*** Given records ***
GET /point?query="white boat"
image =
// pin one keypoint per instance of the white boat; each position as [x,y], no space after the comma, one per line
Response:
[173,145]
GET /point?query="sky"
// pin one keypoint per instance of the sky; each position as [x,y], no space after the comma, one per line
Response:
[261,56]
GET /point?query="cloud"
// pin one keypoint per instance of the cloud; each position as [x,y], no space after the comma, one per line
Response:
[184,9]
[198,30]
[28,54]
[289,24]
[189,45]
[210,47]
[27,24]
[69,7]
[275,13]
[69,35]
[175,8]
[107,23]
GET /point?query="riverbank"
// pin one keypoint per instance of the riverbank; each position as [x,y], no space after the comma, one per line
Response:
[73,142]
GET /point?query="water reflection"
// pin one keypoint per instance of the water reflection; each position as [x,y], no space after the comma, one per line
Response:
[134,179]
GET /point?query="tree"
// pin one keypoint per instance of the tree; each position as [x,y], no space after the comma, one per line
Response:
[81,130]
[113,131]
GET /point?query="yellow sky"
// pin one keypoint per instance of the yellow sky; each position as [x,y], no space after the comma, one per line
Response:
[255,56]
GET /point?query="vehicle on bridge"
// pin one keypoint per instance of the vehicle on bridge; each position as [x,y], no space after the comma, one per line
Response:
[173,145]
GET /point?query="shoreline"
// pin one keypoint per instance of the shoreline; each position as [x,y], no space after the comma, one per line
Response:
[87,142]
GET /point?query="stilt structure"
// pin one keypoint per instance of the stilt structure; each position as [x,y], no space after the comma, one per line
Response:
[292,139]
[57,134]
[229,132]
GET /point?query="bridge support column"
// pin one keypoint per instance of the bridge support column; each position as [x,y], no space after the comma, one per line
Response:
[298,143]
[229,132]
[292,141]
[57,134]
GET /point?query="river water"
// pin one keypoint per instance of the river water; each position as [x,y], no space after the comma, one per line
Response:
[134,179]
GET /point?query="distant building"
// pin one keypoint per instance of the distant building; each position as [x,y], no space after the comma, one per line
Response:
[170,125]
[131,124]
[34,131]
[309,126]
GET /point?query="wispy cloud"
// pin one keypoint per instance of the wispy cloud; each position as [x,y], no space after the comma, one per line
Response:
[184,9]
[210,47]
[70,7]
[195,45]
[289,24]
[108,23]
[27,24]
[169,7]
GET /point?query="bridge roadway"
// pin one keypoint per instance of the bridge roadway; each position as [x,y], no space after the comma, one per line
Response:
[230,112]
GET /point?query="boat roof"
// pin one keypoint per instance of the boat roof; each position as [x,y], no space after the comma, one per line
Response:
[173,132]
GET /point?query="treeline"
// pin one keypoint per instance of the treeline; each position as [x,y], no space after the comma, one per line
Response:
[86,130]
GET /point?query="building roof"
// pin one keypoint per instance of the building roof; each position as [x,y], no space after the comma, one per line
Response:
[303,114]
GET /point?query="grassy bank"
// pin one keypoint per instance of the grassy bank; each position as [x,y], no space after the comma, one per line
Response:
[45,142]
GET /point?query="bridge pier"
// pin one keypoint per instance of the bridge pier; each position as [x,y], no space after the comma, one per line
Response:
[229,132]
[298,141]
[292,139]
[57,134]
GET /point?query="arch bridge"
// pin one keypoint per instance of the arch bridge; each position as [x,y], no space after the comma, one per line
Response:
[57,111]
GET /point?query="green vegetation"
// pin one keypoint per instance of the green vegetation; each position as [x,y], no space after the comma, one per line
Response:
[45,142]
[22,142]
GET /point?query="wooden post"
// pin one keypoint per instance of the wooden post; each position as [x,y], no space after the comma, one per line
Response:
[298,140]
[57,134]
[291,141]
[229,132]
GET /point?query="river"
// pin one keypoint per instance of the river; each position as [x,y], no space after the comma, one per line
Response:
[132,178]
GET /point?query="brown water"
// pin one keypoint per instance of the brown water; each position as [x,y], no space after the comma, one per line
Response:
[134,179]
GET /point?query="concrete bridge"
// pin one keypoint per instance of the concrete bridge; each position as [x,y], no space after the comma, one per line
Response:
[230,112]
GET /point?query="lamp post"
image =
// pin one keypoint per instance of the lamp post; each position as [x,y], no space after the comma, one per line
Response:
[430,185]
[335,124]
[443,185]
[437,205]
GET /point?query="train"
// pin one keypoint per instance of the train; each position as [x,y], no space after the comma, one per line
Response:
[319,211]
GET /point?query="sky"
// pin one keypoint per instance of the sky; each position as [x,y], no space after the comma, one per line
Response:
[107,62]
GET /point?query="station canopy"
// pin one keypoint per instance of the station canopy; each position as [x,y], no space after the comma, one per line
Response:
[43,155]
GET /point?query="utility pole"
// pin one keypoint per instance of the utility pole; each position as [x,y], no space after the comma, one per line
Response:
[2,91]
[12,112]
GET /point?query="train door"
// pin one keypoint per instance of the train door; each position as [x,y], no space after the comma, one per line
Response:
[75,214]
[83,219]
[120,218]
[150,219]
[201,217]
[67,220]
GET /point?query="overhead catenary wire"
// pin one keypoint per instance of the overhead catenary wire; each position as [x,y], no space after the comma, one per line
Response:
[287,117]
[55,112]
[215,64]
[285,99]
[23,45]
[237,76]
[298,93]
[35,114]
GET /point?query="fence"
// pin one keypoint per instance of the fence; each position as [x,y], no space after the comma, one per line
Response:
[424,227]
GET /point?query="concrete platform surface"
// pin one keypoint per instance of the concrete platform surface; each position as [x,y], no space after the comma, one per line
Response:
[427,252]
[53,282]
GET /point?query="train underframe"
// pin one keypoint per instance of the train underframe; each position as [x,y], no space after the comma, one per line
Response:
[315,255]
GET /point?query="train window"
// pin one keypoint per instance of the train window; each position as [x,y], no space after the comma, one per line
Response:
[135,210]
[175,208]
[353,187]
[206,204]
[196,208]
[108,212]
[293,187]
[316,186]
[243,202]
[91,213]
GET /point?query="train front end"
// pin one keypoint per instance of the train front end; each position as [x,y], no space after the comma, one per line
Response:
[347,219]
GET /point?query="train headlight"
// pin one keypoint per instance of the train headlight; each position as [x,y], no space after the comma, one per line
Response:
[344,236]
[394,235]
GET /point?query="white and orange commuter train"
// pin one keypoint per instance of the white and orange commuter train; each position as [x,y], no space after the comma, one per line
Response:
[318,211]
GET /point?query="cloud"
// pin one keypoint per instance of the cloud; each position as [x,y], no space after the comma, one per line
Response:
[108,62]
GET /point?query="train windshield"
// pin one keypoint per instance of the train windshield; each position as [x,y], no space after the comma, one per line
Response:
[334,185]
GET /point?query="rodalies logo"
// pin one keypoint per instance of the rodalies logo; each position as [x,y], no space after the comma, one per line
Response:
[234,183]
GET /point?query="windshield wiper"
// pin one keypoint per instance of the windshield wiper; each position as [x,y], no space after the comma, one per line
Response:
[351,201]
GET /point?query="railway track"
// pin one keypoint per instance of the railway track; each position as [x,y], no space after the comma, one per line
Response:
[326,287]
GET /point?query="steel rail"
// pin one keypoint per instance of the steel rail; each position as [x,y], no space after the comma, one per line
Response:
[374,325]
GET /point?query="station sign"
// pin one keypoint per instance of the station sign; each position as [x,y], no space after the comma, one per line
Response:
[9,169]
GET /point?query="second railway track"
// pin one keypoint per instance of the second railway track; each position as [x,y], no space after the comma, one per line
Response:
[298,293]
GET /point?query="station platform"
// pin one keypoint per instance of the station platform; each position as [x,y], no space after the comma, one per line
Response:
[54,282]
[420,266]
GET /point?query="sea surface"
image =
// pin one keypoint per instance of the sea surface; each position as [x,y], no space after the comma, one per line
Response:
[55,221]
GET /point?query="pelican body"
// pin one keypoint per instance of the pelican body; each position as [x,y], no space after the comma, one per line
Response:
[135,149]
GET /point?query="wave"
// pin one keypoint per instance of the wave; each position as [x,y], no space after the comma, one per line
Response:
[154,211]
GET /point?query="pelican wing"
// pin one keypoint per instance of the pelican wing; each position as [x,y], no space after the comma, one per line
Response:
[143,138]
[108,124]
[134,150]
*** End of Given records ***
→ **What is needed**:
Gather each line from the entries above that includes the word "building".

→ **Written solution**:
GET /point?query="distant building"
// pin one keypoint per instance of the distant building; each position as [x,y], no space after the comma, one per line
GET /point?query="building roof"
// pin one keypoint per instance of the building roof; each position as [x,y], no space after the comma, one per line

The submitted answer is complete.